(Records from a dataset)
==*==
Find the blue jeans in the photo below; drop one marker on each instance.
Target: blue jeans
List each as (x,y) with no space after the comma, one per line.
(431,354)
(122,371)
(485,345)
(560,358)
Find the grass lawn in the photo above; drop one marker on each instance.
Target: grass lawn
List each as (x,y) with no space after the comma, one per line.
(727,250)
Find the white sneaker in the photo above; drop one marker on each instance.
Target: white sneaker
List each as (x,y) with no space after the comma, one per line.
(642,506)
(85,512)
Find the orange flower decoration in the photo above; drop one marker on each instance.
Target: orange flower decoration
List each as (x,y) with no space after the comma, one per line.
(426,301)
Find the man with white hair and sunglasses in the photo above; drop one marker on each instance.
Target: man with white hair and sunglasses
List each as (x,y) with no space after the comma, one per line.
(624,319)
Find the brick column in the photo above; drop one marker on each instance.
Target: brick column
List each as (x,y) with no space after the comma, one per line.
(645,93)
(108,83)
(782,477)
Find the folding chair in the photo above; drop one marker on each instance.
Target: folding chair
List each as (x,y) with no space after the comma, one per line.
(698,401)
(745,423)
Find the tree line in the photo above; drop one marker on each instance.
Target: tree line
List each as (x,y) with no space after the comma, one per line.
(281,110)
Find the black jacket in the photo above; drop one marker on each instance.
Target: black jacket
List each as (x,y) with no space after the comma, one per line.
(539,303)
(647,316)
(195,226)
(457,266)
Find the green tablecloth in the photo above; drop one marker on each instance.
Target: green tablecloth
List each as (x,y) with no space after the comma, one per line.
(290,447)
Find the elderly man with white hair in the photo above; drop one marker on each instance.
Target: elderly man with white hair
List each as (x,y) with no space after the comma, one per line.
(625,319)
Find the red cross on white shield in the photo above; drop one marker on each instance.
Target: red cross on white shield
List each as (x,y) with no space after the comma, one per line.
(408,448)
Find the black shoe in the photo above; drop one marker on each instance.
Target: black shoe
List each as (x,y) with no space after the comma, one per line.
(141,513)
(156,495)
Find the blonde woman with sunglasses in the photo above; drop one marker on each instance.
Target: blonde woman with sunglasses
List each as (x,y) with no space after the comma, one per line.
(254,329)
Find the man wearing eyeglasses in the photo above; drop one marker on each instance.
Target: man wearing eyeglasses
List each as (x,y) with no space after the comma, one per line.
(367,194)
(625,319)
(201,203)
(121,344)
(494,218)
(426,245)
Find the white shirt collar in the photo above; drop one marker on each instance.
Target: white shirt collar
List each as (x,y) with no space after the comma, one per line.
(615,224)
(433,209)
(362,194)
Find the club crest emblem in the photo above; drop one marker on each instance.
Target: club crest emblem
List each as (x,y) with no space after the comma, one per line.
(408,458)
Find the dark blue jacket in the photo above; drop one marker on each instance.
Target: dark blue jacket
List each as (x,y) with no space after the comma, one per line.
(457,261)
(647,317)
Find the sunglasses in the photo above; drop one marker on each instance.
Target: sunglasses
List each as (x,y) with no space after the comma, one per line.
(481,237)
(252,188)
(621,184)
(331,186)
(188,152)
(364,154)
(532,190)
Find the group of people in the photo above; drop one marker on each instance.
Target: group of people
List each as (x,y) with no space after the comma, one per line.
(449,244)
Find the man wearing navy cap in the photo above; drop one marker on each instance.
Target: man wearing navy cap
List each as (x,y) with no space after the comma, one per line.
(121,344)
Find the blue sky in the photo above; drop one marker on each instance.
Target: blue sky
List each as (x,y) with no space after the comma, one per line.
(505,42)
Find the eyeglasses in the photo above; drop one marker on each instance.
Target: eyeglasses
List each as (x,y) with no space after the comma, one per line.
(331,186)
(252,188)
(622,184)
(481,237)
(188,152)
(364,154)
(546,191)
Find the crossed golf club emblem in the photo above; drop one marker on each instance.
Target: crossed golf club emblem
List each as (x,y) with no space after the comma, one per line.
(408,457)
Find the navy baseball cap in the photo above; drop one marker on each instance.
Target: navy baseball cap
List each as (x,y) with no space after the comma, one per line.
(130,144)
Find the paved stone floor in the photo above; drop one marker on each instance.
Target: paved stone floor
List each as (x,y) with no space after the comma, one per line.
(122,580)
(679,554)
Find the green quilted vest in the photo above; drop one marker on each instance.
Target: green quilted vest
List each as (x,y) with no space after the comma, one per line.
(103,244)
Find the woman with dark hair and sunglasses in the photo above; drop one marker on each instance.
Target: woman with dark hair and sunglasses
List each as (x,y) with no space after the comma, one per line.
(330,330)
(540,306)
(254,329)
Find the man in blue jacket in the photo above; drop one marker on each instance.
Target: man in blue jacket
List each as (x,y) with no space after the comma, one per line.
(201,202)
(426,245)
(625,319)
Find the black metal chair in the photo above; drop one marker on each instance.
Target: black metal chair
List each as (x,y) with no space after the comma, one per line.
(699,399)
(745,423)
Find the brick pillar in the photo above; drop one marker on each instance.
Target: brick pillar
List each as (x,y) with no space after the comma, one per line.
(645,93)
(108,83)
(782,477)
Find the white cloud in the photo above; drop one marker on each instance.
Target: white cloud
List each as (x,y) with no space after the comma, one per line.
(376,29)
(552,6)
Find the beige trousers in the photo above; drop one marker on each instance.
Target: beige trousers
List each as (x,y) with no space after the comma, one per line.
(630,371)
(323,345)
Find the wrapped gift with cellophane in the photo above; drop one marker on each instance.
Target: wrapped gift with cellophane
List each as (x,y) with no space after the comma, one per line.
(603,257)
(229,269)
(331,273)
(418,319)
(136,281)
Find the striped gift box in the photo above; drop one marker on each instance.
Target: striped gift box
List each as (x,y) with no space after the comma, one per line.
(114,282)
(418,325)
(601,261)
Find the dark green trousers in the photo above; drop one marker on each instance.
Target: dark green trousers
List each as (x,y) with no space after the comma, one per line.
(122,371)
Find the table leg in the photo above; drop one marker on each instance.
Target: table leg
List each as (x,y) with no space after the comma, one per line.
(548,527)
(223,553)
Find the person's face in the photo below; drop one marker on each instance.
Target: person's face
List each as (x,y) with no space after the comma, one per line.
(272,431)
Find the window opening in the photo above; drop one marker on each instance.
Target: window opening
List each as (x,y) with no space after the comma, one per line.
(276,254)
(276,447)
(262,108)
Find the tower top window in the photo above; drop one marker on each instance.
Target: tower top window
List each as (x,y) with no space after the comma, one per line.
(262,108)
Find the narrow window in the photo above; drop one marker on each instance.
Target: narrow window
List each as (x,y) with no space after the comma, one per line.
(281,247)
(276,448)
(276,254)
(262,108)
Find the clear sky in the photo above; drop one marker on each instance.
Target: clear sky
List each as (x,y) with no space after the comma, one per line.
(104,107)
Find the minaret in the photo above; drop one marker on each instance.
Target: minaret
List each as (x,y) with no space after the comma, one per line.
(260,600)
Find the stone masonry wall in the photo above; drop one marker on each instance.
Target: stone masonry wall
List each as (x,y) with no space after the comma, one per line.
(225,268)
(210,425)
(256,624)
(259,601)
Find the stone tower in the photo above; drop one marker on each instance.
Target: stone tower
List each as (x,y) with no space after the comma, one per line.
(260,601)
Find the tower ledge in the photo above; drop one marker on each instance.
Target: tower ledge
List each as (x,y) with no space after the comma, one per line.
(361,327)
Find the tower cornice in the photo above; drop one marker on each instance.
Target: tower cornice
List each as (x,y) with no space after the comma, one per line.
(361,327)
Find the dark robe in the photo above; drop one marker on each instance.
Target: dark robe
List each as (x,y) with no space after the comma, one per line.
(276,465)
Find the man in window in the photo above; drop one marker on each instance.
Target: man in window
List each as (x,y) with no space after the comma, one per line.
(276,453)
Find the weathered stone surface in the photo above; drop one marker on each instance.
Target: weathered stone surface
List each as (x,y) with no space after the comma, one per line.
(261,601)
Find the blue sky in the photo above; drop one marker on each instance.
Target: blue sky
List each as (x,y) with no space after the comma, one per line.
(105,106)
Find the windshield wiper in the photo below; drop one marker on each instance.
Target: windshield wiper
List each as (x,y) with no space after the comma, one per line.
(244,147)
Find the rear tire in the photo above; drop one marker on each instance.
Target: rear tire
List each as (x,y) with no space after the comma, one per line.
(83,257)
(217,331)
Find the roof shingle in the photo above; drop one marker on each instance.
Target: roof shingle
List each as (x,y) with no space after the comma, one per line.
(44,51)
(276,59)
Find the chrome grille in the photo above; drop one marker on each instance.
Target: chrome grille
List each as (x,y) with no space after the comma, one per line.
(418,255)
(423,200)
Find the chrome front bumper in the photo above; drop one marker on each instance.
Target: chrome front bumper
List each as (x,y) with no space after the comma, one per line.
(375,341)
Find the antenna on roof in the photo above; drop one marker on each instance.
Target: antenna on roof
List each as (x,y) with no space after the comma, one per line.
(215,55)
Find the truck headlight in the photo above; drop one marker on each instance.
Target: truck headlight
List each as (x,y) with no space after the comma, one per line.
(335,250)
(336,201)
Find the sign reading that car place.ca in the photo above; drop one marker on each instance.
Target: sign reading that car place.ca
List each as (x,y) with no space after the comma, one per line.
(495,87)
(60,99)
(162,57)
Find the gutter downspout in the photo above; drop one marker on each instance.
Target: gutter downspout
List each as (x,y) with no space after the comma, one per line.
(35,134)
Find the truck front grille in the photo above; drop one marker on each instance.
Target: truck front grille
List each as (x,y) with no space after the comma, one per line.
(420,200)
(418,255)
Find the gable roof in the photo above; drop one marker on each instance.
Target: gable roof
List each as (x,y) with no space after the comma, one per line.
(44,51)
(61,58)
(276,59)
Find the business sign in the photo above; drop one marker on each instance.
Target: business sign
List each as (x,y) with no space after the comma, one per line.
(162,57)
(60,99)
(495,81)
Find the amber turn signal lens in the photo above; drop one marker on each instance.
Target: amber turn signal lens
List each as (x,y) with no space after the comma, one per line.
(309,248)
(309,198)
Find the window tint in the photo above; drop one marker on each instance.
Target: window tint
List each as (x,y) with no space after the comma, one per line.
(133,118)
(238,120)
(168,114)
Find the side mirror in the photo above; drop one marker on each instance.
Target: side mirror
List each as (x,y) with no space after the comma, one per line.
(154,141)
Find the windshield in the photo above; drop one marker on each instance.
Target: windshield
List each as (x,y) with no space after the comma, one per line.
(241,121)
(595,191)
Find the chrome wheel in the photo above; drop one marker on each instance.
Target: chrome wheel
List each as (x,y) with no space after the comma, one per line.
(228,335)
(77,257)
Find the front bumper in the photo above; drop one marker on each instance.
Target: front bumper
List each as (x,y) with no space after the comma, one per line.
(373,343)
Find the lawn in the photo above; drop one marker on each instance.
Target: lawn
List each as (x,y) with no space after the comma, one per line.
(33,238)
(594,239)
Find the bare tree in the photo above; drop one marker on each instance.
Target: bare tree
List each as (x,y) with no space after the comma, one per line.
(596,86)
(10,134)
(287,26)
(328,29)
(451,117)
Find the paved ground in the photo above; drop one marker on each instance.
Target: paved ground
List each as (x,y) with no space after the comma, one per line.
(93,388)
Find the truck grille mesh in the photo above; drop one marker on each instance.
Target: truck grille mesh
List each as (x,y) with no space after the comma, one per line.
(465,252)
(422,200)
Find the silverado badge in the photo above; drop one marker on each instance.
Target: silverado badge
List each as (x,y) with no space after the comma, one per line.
==*==
▶ [Instructions for the task]:
An exact, complete copy of the lines above from the one with "Find the brick column" through the one with "Target: white shirt collar" is the whole answer.

▶ [Your solution]:
Find the brick column in the photo above; drop one marker on each instance.
Target: brick column
List each as (x,y) with no space after the comma, one per line.
(645,93)
(108,83)
(782,477)
Find the folding chair in the photo above; drop one marker on each instance.
Target: folding chair
List each as (x,y) with no space after the comma, one per line.
(698,401)
(745,423)
Find the tree line in the photo above; drop one marker on each instance.
Target: tree line
List each as (x,y) with no space after the comma, one per line.
(281,110)
Find the black jacket in the photo above; drop one marker on each instance.
Target: black jacket
List each as (x,y) with no space after the comma, one per line.
(539,303)
(647,316)
(195,226)
(457,266)
Find the green tablecloth in the photo above; drop one marker on each instance.
Target: green tablecloth
List each as (x,y) with no space after the comma, one per line.
(290,447)
Find the elderly man with white hair in the photo above; drop one marker on each instance.
Target: elderly man with white hair
List each as (x,y) with no space after the comma, one per line.
(625,319)
Find the red cross on white shield in the photo above; drop one marker on each instance.
Target: red cross on white shield
List each as (x,y) with no space after the comma, one per line.
(408,448)
Find the black shoe in the photo above; drop one marker on each instance.
Target: black shoe
List each as (x,y) with no space after the comma, one per line.
(141,513)
(156,495)
Find the blonde woman with sunglasses in the photo above; drop one marker on each instance.
Target: blonde woman with sunglasses
List each as (x,y) with no space after the comma, one per line.
(254,329)
Find the man wearing eyeglasses in the photo above; drop one marker on each instance.
Target: man wearing eyeglasses
List each as (x,y) with no space after the comma, one per line.
(367,194)
(625,319)
(201,203)
(121,344)
(494,218)
(426,245)
Find the white shirt collar in the photo above; drop one marker on each instance.
Target: white shirt collar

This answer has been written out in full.